▶ Your objective:
Show every line of the material that contains the string "railing", matching case exactly.

▶ Entries shown:
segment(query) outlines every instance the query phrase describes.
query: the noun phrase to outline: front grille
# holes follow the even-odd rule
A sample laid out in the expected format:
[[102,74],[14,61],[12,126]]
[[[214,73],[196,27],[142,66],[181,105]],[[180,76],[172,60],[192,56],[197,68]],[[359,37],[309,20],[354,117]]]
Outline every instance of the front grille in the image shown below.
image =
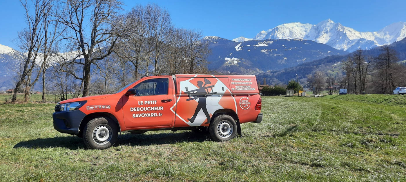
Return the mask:
[[59,108],[59,104],[58,104],[55,106],[55,112],[58,112],[60,111],[60,109]]

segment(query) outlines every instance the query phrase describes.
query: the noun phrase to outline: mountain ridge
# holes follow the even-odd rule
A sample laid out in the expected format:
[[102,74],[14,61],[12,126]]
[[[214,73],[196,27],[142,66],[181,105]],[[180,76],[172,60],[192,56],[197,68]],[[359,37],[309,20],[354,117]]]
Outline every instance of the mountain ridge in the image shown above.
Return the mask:
[[[260,32],[252,39],[298,38],[313,40],[337,49],[352,52],[359,49],[369,49],[390,44],[405,37],[405,22],[391,24],[376,32],[360,32],[329,19],[316,25],[300,22],[282,24],[266,31]],[[241,42],[249,39],[239,37],[233,40]]]

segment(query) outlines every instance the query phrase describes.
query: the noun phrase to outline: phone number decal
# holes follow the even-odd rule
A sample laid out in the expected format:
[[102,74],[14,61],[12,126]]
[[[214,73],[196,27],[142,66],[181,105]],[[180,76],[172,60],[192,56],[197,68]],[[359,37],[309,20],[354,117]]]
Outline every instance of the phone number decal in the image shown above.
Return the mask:
[[86,109],[88,110],[93,110],[94,109],[108,109],[110,108],[109,105],[102,105],[100,106],[89,106],[86,107]]

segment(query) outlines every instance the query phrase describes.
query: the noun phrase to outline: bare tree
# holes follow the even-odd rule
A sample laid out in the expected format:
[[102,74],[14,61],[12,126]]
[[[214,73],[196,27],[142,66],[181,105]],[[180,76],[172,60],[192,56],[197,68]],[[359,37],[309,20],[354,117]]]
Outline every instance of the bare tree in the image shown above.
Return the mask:
[[115,25],[119,20],[117,15],[122,3],[118,0],[68,0],[61,3],[63,6],[61,13],[54,15],[69,30],[64,34],[63,39],[69,42],[72,51],[80,51],[76,58],[83,57],[69,62],[80,65],[83,74],[81,77],[67,70],[61,71],[82,80],[82,96],[86,96],[89,93],[92,64],[97,64],[113,52],[125,31]]
[[389,93],[395,89],[395,77],[396,68],[399,59],[395,50],[385,45],[381,47],[382,53],[376,58],[375,69],[378,73],[382,83],[381,90],[384,93]]
[[355,66],[355,61],[354,57],[349,56],[347,61],[344,62],[343,69],[346,72],[347,78],[348,80],[348,88],[352,88],[352,92],[355,94],[358,93],[357,89],[357,79],[358,78],[358,72]]
[[115,70],[114,60],[112,56],[106,57],[104,60],[102,64],[99,67],[100,74],[103,78],[103,83],[104,85],[104,92],[103,93],[107,94],[110,93],[109,86],[110,82],[114,76],[113,70]]
[[60,30],[58,32],[58,22],[54,19],[51,19],[50,16],[51,8],[53,7],[53,4],[50,4],[46,8],[44,15],[44,20],[43,22],[43,28],[44,42],[43,47],[41,49],[43,57],[42,63],[41,66],[42,72],[41,73],[42,81],[42,102],[45,102],[45,76],[47,70],[50,66],[50,59],[54,57],[55,55],[58,53],[57,44],[59,41],[60,33],[63,32],[64,30]]
[[[39,62],[37,58],[44,39],[43,28],[41,25],[44,15],[47,14],[46,13],[48,10],[47,7],[50,3],[50,0],[33,0],[32,2],[34,12],[31,14],[27,1],[20,1],[20,2],[25,10],[26,21],[28,27],[19,32],[18,34],[18,46],[26,53],[24,56],[23,68],[21,76],[15,86],[11,98],[11,102],[13,103],[15,102],[17,93],[23,85],[25,86],[24,102],[28,102],[31,88],[39,77],[43,68],[42,65],[38,68],[36,61]],[[36,68],[38,69],[36,70]],[[32,73],[35,71],[37,71],[37,74],[32,78]]]
[[188,73],[189,74],[205,72],[202,70],[206,67],[206,57],[210,51],[208,45],[200,41],[202,37],[201,34],[199,32],[193,30],[186,32],[185,58],[189,66]]

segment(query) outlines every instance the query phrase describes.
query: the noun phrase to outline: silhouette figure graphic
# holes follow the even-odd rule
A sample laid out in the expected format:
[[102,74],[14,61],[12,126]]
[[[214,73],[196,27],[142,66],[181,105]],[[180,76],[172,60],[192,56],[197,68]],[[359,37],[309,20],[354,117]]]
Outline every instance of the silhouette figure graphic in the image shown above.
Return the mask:
[[[205,85],[203,85],[203,82],[198,81],[197,86],[199,87],[199,88],[196,90],[194,90],[193,91],[196,91],[199,93],[208,93],[206,90],[206,89],[207,88],[205,88],[204,87],[206,85],[206,84],[205,84]],[[199,97],[194,97],[192,99],[199,99],[199,101],[198,101],[199,104],[197,104],[197,106],[196,107],[196,109],[194,110],[194,114],[193,114],[193,116],[192,117],[192,118],[188,118],[188,120],[189,120],[190,123],[193,123],[193,122],[194,121],[194,120],[196,119],[196,116],[197,116],[197,114],[199,113],[199,111],[200,111],[200,110],[201,109],[203,111],[203,112],[206,115],[206,117],[207,117],[207,122],[205,123],[205,124],[209,123],[210,115],[209,114],[209,113],[207,111],[207,108],[206,107],[206,105],[207,105],[206,104],[206,97],[203,96]]]

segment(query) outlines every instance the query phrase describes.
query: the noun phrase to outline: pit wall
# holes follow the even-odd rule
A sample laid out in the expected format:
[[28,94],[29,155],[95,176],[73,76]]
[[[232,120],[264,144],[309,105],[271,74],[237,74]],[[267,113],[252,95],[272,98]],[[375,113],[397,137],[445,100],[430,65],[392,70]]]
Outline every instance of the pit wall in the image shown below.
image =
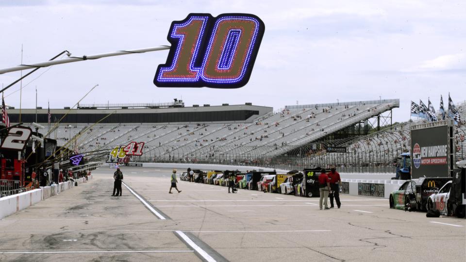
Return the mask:
[[[273,168],[245,165],[229,165],[225,164],[193,164],[177,163],[130,163],[130,166],[155,167],[159,168],[177,168],[178,174],[184,172],[188,167],[193,169],[201,170],[238,170],[244,172],[255,169],[259,171],[273,171]],[[126,166],[122,166],[124,170]],[[338,170],[338,168],[337,168]],[[289,170],[277,169],[278,173],[286,173]],[[404,180],[392,180],[394,174],[368,173],[340,173],[340,176],[343,182],[349,185],[346,194],[352,196],[364,196],[388,198],[390,193],[398,190],[404,183]]]
[[[92,179],[92,176],[88,176]],[[75,180],[80,184],[87,181],[85,178]],[[56,196],[60,192],[69,189],[74,186],[74,182],[67,181],[54,184],[50,186],[41,187],[37,189],[8,196],[0,198],[0,219],[25,209],[44,199]]]

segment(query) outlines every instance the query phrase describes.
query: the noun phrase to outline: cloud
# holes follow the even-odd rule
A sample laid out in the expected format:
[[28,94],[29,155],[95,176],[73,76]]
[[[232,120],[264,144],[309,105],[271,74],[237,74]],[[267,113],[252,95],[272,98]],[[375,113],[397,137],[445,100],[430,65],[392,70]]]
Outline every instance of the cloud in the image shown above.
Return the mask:
[[441,55],[424,61],[419,68],[425,69],[456,69],[466,67],[466,53]]
[[424,60],[416,66],[400,70],[402,73],[462,73],[466,71],[466,53],[442,55]]

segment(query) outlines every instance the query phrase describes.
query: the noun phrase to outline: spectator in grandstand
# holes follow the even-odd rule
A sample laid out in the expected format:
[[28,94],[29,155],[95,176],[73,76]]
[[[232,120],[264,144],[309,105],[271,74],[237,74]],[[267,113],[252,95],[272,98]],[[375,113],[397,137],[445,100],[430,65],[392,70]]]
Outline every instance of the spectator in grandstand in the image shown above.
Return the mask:
[[173,172],[171,173],[171,186],[170,187],[170,191],[168,191],[168,194],[173,194],[171,193],[171,189],[173,187],[176,189],[176,191],[178,191],[179,193],[181,193],[182,191],[178,190],[178,188],[176,187],[176,183],[178,182],[178,180],[176,179],[176,169],[173,169]]
[[60,173],[58,173],[58,182],[61,183],[63,181],[63,169],[60,170]]
[[194,182],[194,171],[193,170],[189,170],[189,181]]
[[341,187],[341,179],[340,179],[340,174],[336,172],[335,165],[332,165],[330,167],[330,172],[327,175],[330,181],[330,208],[333,208],[333,198],[336,202],[336,205],[340,208],[341,203],[340,202],[340,188]]
[[42,166],[39,171],[39,180],[40,182],[40,186],[47,186],[47,180],[49,179],[49,174],[47,173],[47,170],[45,170],[45,168]]
[[[113,194],[112,196],[117,196],[119,194],[121,196],[121,180],[123,180],[123,173],[120,170],[119,167],[116,168],[116,171],[113,174]],[[115,190],[116,190],[116,195],[115,195]]]
[[319,188],[320,193],[320,198],[319,199],[319,207],[322,210],[322,202],[325,209],[329,209],[327,204],[327,198],[329,197],[329,191],[330,190],[330,183],[329,177],[325,173],[325,169],[322,168],[320,170],[320,175],[319,175]]

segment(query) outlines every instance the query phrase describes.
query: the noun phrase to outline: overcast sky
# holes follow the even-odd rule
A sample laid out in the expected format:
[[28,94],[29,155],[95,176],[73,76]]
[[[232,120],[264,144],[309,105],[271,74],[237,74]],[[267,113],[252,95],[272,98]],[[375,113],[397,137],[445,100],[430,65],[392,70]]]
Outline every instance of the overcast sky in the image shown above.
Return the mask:
[[[168,102],[286,105],[400,98],[397,121],[410,101],[440,95],[466,99],[466,2],[458,1],[0,1],[0,68],[75,55],[168,45],[170,23],[190,13],[253,14],[265,33],[249,82],[231,90],[158,88],[157,66],[167,50],[42,68],[23,82],[22,106]],[[69,2],[71,2],[71,1]],[[49,68],[50,68],[50,69]],[[48,71],[47,71],[48,70]],[[23,71],[25,73],[26,71]],[[40,76],[29,85],[28,83]],[[19,72],[0,75],[6,85]],[[19,86],[5,93],[19,107]],[[16,92],[16,93],[15,93]],[[13,93],[13,94],[12,94]]]

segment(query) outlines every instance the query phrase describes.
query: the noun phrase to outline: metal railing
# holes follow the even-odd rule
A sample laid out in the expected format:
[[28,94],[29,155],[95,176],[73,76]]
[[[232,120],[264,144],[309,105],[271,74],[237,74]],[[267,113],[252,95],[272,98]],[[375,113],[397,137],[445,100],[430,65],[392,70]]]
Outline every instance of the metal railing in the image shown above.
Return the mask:
[[22,187],[19,180],[0,180],[0,196],[6,196],[25,192],[26,189]]

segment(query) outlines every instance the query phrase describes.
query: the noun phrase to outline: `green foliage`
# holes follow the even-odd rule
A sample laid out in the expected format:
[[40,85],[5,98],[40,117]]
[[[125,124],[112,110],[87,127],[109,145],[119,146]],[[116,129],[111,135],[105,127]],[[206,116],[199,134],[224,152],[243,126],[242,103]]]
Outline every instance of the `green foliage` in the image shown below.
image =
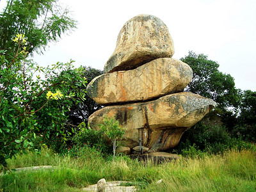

▶ Final result:
query: the noun phrase to outline: metal railing
Outline every instance of the metal railing in the image shown above.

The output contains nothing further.